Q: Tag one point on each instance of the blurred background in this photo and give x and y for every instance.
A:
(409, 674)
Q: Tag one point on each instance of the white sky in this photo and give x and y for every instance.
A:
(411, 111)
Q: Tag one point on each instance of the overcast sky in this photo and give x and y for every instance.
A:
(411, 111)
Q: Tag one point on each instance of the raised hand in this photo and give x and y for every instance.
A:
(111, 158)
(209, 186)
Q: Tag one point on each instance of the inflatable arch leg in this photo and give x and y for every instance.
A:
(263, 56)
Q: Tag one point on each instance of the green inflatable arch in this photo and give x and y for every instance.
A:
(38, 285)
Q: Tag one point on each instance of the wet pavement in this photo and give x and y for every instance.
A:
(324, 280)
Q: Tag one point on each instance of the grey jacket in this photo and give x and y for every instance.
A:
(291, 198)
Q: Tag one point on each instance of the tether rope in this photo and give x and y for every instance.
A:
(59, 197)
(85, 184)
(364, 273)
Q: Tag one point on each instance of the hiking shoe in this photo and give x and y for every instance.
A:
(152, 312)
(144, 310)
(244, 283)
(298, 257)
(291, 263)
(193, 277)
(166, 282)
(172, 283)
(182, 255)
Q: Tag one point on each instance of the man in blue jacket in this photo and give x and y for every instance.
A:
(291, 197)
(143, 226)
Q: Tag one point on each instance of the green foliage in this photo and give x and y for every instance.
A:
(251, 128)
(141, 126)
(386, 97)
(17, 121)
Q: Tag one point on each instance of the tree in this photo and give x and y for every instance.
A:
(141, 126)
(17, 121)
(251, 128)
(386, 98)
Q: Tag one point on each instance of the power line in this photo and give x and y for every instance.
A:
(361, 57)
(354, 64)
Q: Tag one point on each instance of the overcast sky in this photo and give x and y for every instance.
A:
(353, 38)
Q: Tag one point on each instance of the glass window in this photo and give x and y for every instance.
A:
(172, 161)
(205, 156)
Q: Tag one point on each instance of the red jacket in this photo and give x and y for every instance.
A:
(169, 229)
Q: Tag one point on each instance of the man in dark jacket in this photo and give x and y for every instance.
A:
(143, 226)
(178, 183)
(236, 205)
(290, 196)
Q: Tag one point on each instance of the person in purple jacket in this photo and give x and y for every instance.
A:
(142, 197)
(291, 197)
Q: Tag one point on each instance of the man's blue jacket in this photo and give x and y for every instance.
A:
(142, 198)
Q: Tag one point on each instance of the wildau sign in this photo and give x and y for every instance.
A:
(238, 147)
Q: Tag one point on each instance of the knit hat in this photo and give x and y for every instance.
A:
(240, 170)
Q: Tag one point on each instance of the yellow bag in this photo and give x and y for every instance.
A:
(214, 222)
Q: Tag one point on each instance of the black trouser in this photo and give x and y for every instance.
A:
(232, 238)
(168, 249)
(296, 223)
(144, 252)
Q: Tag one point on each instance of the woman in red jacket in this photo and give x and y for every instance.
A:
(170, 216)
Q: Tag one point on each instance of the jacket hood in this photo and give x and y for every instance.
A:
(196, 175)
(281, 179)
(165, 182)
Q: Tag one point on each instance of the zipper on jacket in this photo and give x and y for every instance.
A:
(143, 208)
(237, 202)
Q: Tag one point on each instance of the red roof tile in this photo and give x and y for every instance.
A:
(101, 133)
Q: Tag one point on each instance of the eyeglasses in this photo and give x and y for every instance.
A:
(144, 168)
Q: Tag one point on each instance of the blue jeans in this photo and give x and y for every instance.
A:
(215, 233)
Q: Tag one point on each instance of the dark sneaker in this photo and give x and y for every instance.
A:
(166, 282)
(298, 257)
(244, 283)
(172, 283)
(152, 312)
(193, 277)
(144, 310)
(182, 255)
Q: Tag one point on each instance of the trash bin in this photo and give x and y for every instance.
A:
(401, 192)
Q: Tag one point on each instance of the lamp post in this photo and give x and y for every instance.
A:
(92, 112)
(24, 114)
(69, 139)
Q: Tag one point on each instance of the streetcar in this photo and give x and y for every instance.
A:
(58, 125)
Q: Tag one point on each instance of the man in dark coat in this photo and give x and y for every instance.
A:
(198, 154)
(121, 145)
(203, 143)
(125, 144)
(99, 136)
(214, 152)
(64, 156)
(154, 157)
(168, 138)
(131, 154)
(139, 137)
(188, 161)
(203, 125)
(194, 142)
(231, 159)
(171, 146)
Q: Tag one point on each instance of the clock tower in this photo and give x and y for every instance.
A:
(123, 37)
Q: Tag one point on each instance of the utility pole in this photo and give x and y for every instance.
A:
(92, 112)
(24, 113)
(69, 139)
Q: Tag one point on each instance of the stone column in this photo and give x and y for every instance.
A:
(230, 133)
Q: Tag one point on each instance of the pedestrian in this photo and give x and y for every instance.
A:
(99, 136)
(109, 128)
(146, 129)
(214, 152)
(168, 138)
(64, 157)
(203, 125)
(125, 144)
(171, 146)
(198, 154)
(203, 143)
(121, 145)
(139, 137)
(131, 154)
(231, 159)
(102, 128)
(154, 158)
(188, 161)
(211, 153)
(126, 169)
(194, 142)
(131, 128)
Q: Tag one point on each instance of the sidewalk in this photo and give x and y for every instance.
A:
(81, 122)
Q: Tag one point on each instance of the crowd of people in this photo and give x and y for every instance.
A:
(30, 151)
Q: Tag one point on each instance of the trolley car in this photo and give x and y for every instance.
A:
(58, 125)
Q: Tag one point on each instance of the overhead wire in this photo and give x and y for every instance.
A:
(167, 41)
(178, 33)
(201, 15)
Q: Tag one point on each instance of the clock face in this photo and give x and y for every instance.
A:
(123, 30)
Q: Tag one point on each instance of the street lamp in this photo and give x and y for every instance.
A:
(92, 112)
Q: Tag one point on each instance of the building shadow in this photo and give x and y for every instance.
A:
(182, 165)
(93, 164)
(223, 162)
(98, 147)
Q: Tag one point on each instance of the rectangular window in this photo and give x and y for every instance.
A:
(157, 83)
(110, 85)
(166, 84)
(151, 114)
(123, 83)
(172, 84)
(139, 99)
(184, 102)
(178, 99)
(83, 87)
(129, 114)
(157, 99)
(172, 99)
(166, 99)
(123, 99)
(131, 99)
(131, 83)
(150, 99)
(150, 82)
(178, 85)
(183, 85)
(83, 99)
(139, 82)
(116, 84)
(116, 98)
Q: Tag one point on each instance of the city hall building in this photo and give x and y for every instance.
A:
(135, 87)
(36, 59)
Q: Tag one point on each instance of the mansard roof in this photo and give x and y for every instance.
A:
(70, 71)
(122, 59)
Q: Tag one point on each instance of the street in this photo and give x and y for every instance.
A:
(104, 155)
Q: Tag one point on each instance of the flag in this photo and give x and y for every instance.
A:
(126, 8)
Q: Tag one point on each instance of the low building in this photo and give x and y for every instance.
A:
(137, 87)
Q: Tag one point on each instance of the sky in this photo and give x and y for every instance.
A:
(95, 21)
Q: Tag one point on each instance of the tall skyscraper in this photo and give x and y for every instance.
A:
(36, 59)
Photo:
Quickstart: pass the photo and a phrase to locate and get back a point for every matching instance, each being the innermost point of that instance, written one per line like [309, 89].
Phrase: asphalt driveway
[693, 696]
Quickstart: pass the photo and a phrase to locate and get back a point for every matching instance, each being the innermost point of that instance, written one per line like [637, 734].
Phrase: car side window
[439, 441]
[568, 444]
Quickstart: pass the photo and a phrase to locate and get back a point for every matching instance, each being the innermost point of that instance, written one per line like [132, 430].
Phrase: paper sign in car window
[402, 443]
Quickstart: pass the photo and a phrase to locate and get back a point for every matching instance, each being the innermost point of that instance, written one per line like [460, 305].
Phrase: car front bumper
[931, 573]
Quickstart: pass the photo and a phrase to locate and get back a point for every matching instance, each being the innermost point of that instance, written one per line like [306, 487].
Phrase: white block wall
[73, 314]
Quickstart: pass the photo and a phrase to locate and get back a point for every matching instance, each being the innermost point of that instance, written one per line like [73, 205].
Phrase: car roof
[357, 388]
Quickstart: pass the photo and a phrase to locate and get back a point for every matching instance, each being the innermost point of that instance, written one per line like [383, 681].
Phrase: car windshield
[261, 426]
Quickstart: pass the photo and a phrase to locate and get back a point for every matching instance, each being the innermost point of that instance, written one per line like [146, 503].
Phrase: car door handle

* * * * * * *

* _REQUIREMENT_: Whenever a line above includes the string "dark", copy it.

* _RESPONSE_:
Q: Tag one point on each instance of the man in dark jacket in this photo and give x and y for every instance.
Q: Tag one point on each instance of the dark sneaker in this photo and give x and y for every instance.
Q: Tag one point on each instance of the man in dark coat in this photo and give x and y for every instance.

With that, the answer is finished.